▶ [Written task]
Reproduce the following items verbatim, starting at the line that contains "of the nose" and stopping after the line that contains "109], [300, 107]]".

Data listing:
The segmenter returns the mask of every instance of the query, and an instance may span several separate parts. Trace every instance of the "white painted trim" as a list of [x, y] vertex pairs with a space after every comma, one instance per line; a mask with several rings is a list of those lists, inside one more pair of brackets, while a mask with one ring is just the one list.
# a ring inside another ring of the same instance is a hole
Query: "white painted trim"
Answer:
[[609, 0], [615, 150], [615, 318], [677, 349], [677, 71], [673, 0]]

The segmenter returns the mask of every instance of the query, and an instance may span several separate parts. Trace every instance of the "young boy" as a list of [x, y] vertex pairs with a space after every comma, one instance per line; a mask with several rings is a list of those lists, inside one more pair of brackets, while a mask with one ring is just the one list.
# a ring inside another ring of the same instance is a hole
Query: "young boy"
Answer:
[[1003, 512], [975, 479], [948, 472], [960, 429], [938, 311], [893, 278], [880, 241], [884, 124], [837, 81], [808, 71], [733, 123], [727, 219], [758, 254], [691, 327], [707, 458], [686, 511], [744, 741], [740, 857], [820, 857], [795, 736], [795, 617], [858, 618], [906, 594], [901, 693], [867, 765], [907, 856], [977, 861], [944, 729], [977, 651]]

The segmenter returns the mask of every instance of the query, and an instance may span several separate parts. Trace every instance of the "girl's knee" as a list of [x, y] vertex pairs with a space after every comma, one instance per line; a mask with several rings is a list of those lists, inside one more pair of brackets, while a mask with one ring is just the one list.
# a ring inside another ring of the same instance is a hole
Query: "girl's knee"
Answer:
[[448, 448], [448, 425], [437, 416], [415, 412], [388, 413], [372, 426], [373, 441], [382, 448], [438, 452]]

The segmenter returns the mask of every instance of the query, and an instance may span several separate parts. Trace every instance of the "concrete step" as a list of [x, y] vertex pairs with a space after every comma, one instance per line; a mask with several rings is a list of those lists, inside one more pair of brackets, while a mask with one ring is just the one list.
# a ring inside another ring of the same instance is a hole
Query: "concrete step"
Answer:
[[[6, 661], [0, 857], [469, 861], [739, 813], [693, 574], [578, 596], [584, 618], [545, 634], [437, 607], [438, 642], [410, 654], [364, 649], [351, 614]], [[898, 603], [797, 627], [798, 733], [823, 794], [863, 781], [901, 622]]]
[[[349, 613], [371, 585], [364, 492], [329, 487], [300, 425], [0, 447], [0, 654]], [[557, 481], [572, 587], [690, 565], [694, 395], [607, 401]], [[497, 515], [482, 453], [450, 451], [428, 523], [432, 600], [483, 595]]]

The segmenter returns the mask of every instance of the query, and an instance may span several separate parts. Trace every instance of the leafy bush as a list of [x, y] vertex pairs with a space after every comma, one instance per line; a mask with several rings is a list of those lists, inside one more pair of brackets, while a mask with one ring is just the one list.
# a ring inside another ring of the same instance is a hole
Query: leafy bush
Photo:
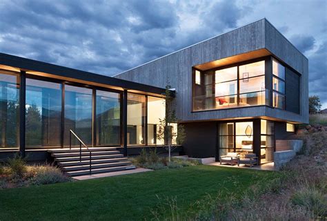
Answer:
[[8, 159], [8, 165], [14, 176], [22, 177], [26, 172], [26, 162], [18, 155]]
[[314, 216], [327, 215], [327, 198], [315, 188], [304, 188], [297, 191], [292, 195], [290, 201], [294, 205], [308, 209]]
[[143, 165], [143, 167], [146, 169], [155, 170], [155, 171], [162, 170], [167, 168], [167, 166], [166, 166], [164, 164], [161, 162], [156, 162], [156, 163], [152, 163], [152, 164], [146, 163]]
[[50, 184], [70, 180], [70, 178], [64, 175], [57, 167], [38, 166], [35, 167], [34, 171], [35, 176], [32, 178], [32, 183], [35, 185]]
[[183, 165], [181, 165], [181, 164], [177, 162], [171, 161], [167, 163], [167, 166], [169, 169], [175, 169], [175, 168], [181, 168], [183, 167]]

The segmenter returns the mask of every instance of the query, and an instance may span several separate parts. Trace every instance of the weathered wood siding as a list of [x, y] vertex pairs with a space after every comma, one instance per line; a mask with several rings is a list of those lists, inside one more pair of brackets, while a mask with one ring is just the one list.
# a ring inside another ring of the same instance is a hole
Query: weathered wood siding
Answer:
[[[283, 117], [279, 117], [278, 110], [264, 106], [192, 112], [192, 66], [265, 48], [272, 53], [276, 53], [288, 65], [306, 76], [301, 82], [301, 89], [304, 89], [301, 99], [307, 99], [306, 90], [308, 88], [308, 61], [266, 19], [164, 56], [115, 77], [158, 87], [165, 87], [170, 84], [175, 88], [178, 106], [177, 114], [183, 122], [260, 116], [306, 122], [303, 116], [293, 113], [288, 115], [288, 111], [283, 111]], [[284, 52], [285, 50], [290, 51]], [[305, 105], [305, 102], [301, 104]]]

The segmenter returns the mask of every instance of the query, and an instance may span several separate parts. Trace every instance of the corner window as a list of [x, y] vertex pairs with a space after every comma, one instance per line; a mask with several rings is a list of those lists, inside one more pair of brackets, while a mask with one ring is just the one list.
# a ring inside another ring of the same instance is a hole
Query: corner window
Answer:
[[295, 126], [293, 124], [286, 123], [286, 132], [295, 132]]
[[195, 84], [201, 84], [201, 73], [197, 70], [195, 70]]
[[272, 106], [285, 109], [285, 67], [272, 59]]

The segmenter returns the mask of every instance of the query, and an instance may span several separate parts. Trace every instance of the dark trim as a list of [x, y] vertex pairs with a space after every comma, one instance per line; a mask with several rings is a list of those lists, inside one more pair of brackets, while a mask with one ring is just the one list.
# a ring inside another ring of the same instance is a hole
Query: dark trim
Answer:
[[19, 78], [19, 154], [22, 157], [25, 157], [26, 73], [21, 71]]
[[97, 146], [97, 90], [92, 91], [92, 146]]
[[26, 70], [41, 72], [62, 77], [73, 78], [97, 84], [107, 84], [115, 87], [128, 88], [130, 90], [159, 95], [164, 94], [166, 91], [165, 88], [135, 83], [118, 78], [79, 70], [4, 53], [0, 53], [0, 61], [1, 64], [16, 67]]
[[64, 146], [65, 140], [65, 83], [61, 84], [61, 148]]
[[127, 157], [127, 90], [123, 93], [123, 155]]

==

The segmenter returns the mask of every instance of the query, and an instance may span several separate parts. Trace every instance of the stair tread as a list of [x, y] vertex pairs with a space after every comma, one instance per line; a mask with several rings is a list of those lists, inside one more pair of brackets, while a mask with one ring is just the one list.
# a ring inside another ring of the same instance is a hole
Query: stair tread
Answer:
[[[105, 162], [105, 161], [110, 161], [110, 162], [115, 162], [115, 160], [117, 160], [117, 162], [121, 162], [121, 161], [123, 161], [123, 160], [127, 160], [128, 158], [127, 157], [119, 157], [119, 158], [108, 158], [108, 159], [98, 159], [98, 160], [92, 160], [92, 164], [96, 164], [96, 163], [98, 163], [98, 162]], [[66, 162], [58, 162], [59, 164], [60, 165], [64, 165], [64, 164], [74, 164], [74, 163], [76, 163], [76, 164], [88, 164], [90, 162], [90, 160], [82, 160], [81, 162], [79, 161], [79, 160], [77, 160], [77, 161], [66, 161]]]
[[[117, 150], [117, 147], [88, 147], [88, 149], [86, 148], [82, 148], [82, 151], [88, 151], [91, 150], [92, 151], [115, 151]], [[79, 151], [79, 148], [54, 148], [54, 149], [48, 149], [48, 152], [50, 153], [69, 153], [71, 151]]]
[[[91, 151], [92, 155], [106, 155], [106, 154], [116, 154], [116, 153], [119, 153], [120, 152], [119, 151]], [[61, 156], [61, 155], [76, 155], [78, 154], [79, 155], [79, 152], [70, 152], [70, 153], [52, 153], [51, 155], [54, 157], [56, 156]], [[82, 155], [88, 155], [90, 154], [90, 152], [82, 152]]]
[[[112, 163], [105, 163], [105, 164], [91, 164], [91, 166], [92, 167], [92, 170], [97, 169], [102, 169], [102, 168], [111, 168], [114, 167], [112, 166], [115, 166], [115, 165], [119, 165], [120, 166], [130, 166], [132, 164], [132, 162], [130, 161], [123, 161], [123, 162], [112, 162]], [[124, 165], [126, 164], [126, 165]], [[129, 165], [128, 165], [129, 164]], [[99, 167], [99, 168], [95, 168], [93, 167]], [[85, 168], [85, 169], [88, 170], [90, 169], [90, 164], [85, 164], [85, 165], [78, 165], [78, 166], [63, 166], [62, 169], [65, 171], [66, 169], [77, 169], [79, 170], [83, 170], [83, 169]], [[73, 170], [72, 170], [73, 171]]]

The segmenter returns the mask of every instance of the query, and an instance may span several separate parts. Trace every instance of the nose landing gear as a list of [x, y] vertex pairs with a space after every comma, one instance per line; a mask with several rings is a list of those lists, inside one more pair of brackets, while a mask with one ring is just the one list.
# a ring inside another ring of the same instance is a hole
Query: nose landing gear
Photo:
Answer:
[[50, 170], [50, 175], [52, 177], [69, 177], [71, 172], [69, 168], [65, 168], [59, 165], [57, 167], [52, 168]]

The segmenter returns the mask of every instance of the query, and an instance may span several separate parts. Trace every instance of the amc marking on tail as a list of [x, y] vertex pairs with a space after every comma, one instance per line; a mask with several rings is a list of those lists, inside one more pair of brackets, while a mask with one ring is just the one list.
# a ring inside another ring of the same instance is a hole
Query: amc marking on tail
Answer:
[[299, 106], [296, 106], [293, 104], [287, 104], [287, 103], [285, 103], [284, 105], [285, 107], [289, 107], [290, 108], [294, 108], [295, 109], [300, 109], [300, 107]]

---

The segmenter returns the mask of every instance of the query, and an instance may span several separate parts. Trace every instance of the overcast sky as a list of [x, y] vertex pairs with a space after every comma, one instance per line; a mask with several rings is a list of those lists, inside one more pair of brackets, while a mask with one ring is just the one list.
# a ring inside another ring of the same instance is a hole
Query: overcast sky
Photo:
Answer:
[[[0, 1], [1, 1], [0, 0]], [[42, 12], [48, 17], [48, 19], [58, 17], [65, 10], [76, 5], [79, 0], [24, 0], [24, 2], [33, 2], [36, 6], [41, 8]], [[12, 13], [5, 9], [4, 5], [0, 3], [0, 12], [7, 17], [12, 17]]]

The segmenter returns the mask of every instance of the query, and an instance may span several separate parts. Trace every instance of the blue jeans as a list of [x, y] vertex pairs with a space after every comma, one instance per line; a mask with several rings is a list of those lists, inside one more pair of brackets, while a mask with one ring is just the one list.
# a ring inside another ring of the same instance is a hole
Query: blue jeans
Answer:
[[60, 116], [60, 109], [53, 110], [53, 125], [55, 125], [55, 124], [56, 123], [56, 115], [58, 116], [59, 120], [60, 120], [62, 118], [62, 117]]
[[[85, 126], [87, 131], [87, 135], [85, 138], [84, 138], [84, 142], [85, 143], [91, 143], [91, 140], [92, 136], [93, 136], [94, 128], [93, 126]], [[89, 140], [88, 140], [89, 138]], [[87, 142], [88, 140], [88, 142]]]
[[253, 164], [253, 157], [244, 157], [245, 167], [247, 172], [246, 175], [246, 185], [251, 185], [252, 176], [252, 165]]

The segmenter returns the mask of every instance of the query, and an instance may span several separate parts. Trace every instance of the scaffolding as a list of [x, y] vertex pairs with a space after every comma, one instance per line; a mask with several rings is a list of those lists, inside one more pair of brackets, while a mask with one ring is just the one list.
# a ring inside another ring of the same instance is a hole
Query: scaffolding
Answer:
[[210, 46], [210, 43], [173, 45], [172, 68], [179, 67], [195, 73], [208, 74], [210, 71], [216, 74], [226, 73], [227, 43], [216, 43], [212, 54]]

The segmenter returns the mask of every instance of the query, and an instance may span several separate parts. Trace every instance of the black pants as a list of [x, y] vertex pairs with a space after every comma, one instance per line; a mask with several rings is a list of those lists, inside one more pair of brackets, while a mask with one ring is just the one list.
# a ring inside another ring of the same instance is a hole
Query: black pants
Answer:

▶ [Task solution]
The segmenter returns the mask of every instance of the query, and an instance may span several separate parts. Trace every instance of the nose landing gear as a list of [x, y] vertex pairs with a space after every comma, one instance per line; a mask with several rings is a list of those lists, inside one more pair of brackets, while a mask with one ring is just the one list.
# a ring inside another ring of the same instance is a hole
Query: nose landing gear
Photo:
Answer:
[[50, 170], [50, 175], [52, 177], [69, 177], [71, 172], [69, 168], [65, 168], [59, 165], [57, 167], [52, 168]]

The segmenter returns the mask of every instance of the query, and an instance may span several separate parts. Trace every instance of the amc marking on tail as a list of [x, y] vertex pairs with a space after every comma, one instance per line; a mask with several rings is a list of those lists, inside one more pair of brackets, while a mask with one ring is just the one list.
# a ring inside another ring of the same instance is a hole
Query: amc marking on tail
Answer:
[[299, 106], [296, 106], [293, 104], [287, 104], [287, 103], [285, 103], [284, 105], [285, 107], [289, 107], [290, 108], [294, 108], [295, 109], [300, 109], [300, 107]]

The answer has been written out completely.